Box annotations for photos
=-=-=

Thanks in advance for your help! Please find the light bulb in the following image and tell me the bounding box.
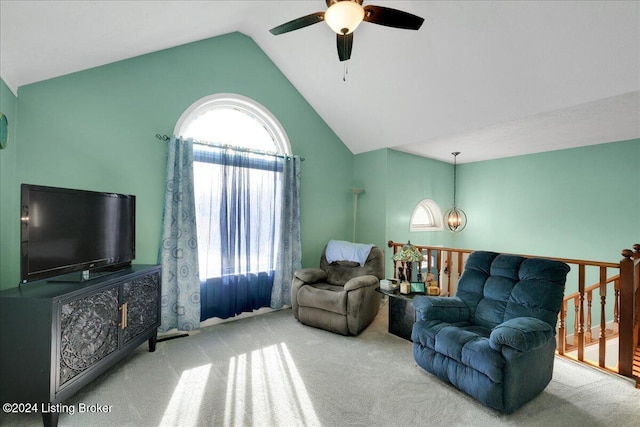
[324,0,364,34]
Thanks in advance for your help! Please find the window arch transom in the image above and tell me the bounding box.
[174,93,291,155]
[409,199,444,231]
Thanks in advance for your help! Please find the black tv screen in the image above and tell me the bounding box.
[20,184,136,283]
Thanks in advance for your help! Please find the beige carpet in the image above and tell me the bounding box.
[0,306,640,427]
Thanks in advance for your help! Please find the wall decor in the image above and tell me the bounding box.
[0,113,9,149]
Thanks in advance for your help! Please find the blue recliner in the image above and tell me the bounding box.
[411,252,569,413]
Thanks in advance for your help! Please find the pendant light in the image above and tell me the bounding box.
[444,151,467,233]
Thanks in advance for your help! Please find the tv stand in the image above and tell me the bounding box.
[47,264,131,283]
[0,265,161,427]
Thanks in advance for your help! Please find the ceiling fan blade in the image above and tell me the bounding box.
[269,12,324,36]
[336,33,353,61]
[364,6,424,30]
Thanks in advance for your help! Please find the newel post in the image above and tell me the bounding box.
[618,249,634,377]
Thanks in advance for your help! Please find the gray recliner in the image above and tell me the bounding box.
[291,246,384,335]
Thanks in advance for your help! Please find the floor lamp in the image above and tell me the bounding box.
[349,188,364,243]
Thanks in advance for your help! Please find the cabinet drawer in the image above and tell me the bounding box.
[56,286,119,391]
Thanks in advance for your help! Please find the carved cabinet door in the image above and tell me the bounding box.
[56,286,120,390]
[122,272,160,344]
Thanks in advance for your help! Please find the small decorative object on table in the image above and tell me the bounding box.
[400,282,411,295]
[424,273,440,296]
[411,282,424,294]
[392,241,424,282]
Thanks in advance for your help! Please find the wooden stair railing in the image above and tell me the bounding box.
[388,241,640,388]
[560,274,620,352]
[618,244,640,388]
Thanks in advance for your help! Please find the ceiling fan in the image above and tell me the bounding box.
[269,0,424,61]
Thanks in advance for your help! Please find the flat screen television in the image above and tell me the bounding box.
[20,184,136,283]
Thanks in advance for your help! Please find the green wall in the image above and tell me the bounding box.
[354,148,453,276]
[0,33,353,288]
[454,139,640,262]
[0,33,640,288]
[0,79,20,288]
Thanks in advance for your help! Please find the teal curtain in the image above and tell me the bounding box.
[270,156,302,309]
[159,136,200,332]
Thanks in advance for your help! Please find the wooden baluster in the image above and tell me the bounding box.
[585,291,593,343]
[613,279,620,335]
[573,295,580,348]
[578,264,585,362]
[444,251,453,295]
[633,243,640,352]
[598,267,607,368]
[558,301,567,355]
[618,249,634,377]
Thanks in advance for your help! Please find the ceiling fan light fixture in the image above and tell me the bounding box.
[324,0,364,35]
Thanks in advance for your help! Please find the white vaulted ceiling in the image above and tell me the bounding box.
[0,0,640,163]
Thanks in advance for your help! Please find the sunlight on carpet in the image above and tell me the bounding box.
[224,343,321,426]
[160,363,211,426]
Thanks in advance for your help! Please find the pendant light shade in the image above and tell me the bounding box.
[444,151,467,233]
[324,0,364,35]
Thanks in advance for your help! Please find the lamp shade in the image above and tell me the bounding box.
[324,0,364,34]
[444,208,467,233]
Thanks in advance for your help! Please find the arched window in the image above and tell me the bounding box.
[174,93,291,155]
[174,94,291,320]
[409,199,443,231]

=-=-=

[TASK STATEMENT] Write out every line of the records above word for word, but leave out the images.

[WORKED SOLUTION]
Thanks in advance for your help! Please find the light bulb in the following image and tell me the bounding box.
[324,0,364,34]
Thanks in advance for your help! Please find the window arch transom in the image above and tell me the bounding box.
[174,93,291,155]
[409,199,444,231]
Thanks in advance for your help! Please find the black tv screen in the image above and tell me the bounding box.
[20,184,136,283]
Thanks in advance for your help! Please find the beige carpet in the image above and tell me the bounding box.
[0,306,640,427]
Thanks in advance for your help! Please find the wall decor in the image above and tell me the bounding box.
[0,113,9,149]
Thanks in advance for your help! Please find the blue recliner in the image above and tell me the bounding box.
[411,252,569,413]
Thanks in advance for your help! Please find the pendant light in the image above and tell me the bounding box.
[444,151,467,233]
Thanks in advance for your help! Please find the tv stand in the image above and tell me the bounding box.
[47,264,131,283]
[0,265,161,427]
Thanks in advance for your help! Please find the ceiling fan blade in the image above and tell me the bounding box.
[269,12,324,36]
[336,33,353,61]
[364,6,424,30]
Thanks in advance for your help! Please find the newel post in the image above and tell me the bounding box.
[618,249,634,377]
Thanks in advance for your help! Please find the gray recliner in the image above and tell me the bounding box.
[291,246,384,335]
Thanks in advance for your help! Please find the floor lamp in the image above and tell me the bounding box.
[349,188,364,243]
Thanks in advance for your help! Please find the cabinet drawer in the image above and tell me the bounding box.
[56,286,119,391]
Thanks in advance for your help! Please find the carved cabinet door in the image above and tell me the bounding box.
[56,286,120,390]
[122,272,160,344]
Thanks in advance for your help! Please find the small decorative object on table in the image above and tell me the bounding box.
[400,282,411,295]
[424,273,440,296]
[411,282,424,294]
[392,241,424,282]
Thanks in advance for your help! Please find the wooden stair railing in the image above and tell me the bounding box.
[388,241,640,388]
[560,274,620,352]
[618,244,640,388]
Thanks in advance for your help! Please find the ceiling fan in the image above and tell me the bounding box.
[269,0,424,61]
Thanks in advance for your help! Please find the flat screen television in the image above and tell me the bounding box.
[20,184,136,283]
Thanks in advance for your help! Please find the green wall in the image above and tell me the bounding box.
[354,148,453,276]
[0,33,353,288]
[454,139,640,262]
[0,33,640,288]
[0,79,20,288]
Thanks in advance for your help! Please find the teal curtain in the image above and tell me the bounding box.
[270,156,302,309]
[159,136,200,332]
Thanks in advance for your help! Please find the wooden baluster in the image above and tell me the bounding box.
[585,291,593,343]
[613,279,620,335]
[573,295,580,348]
[578,264,585,362]
[444,251,453,295]
[633,243,640,352]
[598,267,607,368]
[558,301,567,355]
[618,249,634,377]
Thanks in advance for your help! Please find the ceiling fan light fixture in the image above and tell me the bounding box.
[324,0,364,35]
Thanks in advance for your help! Please find the white vaulted ceiling in the image above and tell me the bounding box.
[0,0,640,163]
Thanks in advance for your help! Please find the sunlight on carpet in the image above and tell me the bounding box.
[224,343,321,426]
[160,363,211,426]
Thanks in advance for your help! Please find the pendant light shade in the image above and tell me the bounding box.
[444,151,467,233]
[324,0,364,35]
Thanks in advance for your help! Please find the lamp shade in the image above and tell me the bounding box.
[324,0,364,34]
[444,208,467,233]
Thanks in advance for your help! Please find the arched window in the image above and tell me the bounding box.
[174,93,291,155]
[174,94,291,320]
[409,199,443,231]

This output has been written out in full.